━━ TEXT SECTION

The passage of the constitution had been championed by Chile’s president Gabriel Boric, elected in December of 2021 over the far-right candidate José Antonio Kast, an open admirer of former Chilean dictator Augusto Pinochet. Boric emerged as a leader of student protests a decade earlier against a privatized education system, a legacy of the Pinochet era. At thirty-six, he became the country’s youngest-ever president. His Social Convergence party forms a piece of the Approve Dignity (Apruebo Dignidad) coalition of left-wing parties and organizations that came together to support the new constitution. But he assumed office during a turbulent time, with Chile experiencing inflation, rising crime rates, and an influx of migration from Venezuela that had inflamed anti-immigrant sentiment. When his popularity dropped, Boric’s visible support of the constitution allowed Chileans unhappy with his administration to express their disapproval by voting to reject. The night of the defeat, he struck a conciliatory tone, granting that the country had made a “strong and clear” choice, but vowing to begin the process anew and to include populations who had felt themselves left out. The mandate from the 2020 plebiscite to create a new charter lived on, even if the means to fulfill it were now hazier.
Lucas Cifuentes, a national director of the Libertarian Left party (Izquierda Libertaria), believes that even the constitution’s opponents recognize that Chilean society remains a “boiling pot,” its crises unresolved, and thus recognize the need for reforms to reduce the pressure. “No matter what,” predicts Cifuentes, “there are going to be changes to health care, to education, to the pension system. But the question is the depth, the real impact, and that’s what we’ll be looking at attentively to see what happens.” Yet if indeed a new convention comes to pass, it will look different from the first. In the October 2020 plebiscite authorizing the new convention, Chileans also voted on the form the convention would take. They opted to sideline federal officials and directly elect the constituents who would write the document. Now, instead, Congress will almost certainly become central participants in the process. “All of the uprising, the process of the constitutional convention was in good measure an anti-elite protest,” says Cifuentes, “and now the elite is going to create the new constitution.”
The Chilean elite had already reinserted themselves into the constitutional process via a national press dominated by right-wing outlets. Many were the worries about the impacts of “fake news” on this plebiscite, which indeed shaped occasionally outlandish fears—that, for instance, the new constitution would change the flag and national anthem, and would enact seizures of private property, from residences to pensions. But an antagonistic press likewise eroded support for the document over the life of the convention and the months of decision afterwards. “A structural problem of our politics is that the agenda, the capacity to impose an agenda and themes that define what’s discussed publicly—the rich have that one hundred percent,” says Cifuentes. “In Chile there was more diversity, more media pluralism during the dictatorship than in democracy. It makes for a managed politics.”

━━━━
━━ INFORMATION SHOWN

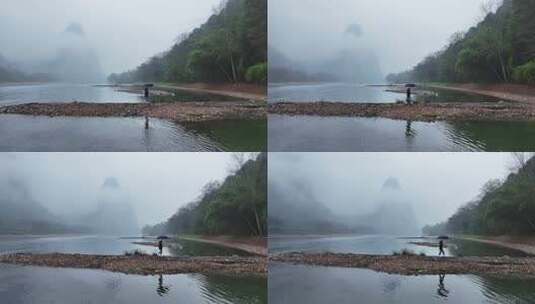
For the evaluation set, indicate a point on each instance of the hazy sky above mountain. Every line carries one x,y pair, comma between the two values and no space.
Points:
124,33
157,184
401,33
435,184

━━━━

SET OF TASKS >>
A: In the passage on Chile's constitutional process, at what age did Gabriel Boric become president?
B: List the difficulties the passage on Chile's constitutional process says the country faced when Boric assumed office.
The material comes from a source separate from the passage on Chile's constitutional process.

LIST OF SOLUTIONS >>
A: Thirty-six.

B: Inflation, rising crime rates, and an influx of migration from Venezuela.